• [Provided data]
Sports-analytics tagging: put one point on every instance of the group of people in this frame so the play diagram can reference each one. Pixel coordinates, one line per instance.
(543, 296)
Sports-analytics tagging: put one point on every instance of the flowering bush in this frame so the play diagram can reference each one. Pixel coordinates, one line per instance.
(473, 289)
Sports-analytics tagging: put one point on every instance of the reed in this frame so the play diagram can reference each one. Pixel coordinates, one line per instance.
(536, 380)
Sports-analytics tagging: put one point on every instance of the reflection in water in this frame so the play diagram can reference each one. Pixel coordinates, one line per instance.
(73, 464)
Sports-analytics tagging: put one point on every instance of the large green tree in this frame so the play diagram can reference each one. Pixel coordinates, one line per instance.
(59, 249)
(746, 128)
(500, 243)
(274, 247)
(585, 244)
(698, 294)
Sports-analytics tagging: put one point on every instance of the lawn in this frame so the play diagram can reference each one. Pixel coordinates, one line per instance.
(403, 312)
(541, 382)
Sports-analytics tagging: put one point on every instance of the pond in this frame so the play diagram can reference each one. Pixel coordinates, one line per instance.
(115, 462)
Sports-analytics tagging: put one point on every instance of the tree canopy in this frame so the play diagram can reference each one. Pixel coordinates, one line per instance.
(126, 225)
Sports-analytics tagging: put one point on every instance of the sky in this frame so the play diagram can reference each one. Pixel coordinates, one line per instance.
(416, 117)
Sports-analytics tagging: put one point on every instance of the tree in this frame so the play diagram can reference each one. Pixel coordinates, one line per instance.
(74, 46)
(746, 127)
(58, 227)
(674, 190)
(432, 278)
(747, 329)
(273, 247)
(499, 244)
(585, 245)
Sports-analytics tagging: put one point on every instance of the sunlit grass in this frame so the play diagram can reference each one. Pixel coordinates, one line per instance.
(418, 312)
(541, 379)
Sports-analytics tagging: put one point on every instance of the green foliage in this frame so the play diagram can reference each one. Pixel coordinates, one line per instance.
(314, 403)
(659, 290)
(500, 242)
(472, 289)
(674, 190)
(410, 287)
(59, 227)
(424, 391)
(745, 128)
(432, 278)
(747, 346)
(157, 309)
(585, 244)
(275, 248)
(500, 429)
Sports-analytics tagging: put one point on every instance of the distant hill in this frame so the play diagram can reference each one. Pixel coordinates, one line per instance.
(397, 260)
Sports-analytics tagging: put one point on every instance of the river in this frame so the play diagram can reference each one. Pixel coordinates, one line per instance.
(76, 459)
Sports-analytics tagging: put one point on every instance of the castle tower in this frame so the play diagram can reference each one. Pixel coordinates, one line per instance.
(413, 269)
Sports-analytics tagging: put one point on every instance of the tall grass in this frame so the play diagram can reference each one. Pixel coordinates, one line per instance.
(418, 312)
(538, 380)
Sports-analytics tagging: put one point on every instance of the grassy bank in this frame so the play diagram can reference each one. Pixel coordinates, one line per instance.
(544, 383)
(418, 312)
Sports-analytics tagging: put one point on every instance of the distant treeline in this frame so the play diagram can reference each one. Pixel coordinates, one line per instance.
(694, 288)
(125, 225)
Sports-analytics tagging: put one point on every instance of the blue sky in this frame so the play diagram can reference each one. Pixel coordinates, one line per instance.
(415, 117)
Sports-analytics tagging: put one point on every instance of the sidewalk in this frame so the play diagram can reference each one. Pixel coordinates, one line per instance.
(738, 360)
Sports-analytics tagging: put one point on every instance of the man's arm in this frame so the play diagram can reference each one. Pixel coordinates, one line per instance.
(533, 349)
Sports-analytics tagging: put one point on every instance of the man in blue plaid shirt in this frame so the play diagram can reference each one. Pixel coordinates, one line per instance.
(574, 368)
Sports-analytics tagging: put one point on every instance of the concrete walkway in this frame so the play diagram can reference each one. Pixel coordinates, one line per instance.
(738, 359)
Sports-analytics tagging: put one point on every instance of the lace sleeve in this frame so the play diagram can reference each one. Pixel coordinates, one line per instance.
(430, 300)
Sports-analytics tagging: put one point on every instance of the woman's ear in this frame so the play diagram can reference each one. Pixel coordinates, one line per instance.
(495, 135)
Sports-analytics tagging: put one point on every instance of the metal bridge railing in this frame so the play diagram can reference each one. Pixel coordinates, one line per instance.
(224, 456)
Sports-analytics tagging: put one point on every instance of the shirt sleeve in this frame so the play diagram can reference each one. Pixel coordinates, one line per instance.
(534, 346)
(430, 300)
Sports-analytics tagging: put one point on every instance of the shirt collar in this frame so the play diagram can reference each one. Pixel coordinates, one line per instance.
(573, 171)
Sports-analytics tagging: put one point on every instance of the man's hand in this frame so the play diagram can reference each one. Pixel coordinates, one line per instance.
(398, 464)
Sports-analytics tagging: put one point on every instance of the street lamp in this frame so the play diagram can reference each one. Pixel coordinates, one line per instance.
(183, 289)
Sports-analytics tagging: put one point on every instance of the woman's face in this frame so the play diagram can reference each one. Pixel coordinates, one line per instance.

• [Task brief]
Copy the listing word for word.

• [Result of the exercise]
Sports-analytics tagging: put one point on every instance of the group of people in this frame so the play diagram can reference each one. Pixel coordinates, one line per instance.
(543, 296)
Sports-analytics tagging: put one point on every instance of the flowering bush in this frame so the play diagram can reference each one. Pixel coordinates, one line per instance.
(473, 289)
Sports-analytics tagging: put one point on every instance of the reed in this frame so the play diagram can reference each one. Pixel coordinates, one line per instance.
(536, 380)
Sports-analytics tagging: put one point on every instance of the reflection in water in this frame so the play diagram can reference each one. Pixel coordinates, one line per instance.
(73, 464)
Sports-analytics tagging: put one point on every instance of the large green tree in this frame so the play diagram can reference each one. Pixel coordinates, one line per instance.
(59, 249)
(746, 128)
(500, 243)
(274, 247)
(585, 244)
(698, 294)
Sports-analytics tagging: put one point on every instance of the lawn in this frame so the play diagram can reference each one. Pixel coordinates, one line per instance.
(403, 312)
(541, 382)
Sports-analytics tagging: put one point on every instance of the pond in this frame so the play diagram can reference each one. Pixel coordinates, one line per instance.
(115, 462)
Sports-analytics tagging: put one point on every instance of the tree canopy in this frame so the play diagram can reference each one. Pixel coordinates, one line per instance.
(126, 225)
Sports-analytics tagging: put one point on every instance of the sky in this frame so the play diagram can reference each one. Pixel coordinates, one line per instance.
(416, 117)
Sports-analytics tagging: put one point on every instance of the tree in this frame so the play diagram can reference each one. Pixel coordinates, one line per instance.
(74, 46)
(746, 127)
(58, 227)
(674, 190)
(432, 278)
(747, 329)
(273, 247)
(499, 244)
(585, 245)
Sports-analytics tagging: put one point on every instance of the sunlit grass in this frame so the play diagram can reference each one. Pixel coordinates, one line per instance.
(418, 312)
(541, 379)
Sports-analytics tagging: put one point on every instance of the green foliage in this frame so the play diagram can reference each one. Pixel coordinates, one line per instance.
(314, 403)
(659, 290)
(500, 242)
(472, 289)
(674, 190)
(410, 287)
(59, 227)
(424, 391)
(745, 128)
(432, 278)
(747, 346)
(157, 309)
(585, 244)
(275, 248)
(500, 429)
Sports-analytics tagging: put one point on every instance of the distant hill in this frame so the play diagram can reference each one. Pixel coordinates, one line per instance.
(397, 260)
Sports-analytics tagging: put one point on every instance of the river in this frame so the play diagram can reference each one. Pixel coordinates, one line per instance.
(76, 459)
Sports-analytics tagging: put one point on every instance of the castle tower in this frame so the play diagram can reference each one. Pixel coordinates, one line per instance.
(413, 269)
Sports-analytics tagging: put one point on every instance of the tall grass in this frame so the play diagram can reference each one. Pixel coordinates, one line per instance.
(418, 312)
(538, 380)
Sports-analytics tagging: put one point on every instance of the grassy bank in this frame so the play diagram can reference each one. Pixel coordinates, one line per instance.
(544, 383)
(418, 312)
Sports-analytics tagging: put one point on every instance of the distant treeline in this frame so the play diagram can reference each one. Pixel coordinates, one line per instance.
(694, 288)
(125, 225)
Sports-analytics tagging: put one point on every instance of the blue sky in this frame so the play diagram can reference each one. Pixel coordinates, one line per instance.
(415, 117)
Sports-analytics tagging: put one point on every instance of the sidewalk in this frame so the play diagram can reference each one. Pixel coordinates, one line per instance.
(738, 360)
Sports-analytics tagging: put one point on every instance of the man's arm in this frame so the play diagram can reference each one. Pixel coordinates, one line per instance.
(533, 349)
Sports-analytics tagging: put one point on every instance of the man in blue plaid shirt in this frame so the play diagram can reference each one. Pixel coordinates, one line per instance.
(574, 368)
Sports-analytics tagging: put one point on every instance of the concrete walkway in this frame so the play diagram can reference each one. Pixel coordinates, one line per instance.
(738, 359)
Sports-analytics tagging: put one point on every instance of the lace sleeve in this frame so the play diagram can reference each one. Pixel coordinates, one line per instance.
(430, 300)
Sports-analytics tagging: put one point on every instance of the woman's ear in this frame so the play diagram can reference each one. Pixel coordinates, one line per instance.
(495, 135)
Sports-analytics tagging: put one point on every instance of the metal bridge railing in this frame so the play diagram can reference each one. Pixel coordinates, one line per instance.
(224, 456)
Sports-analytics tagging: put one point on every instance of the shirt sleeve in this frame so the play diagram can reference each one. Pixel coordinates, one line per instance.
(534, 346)
(430, 300)
Sports-analytics tagging: put one point on every instance of the shirt collar in this frame so the play diagram can reference each one. Pixel coordinates, one line per instance.
(573, 171)
Sports-analytics tagging: put one point on every instance of the man's hand in this frame so the play diagram can reference each one. Pixel coordinates, one line per instance.
(398, 464)
Sports-analytics tagging: put one point on every instance of the street lamp in this frame so the play diagram can reference each one. Pixel coordinates, one line per instance.
(183, 289)
Sports-analytics tagging: put one point on every instance of the woman's face in this frame so the play diagram can reference each one. Pixel coordinates, one line per instance.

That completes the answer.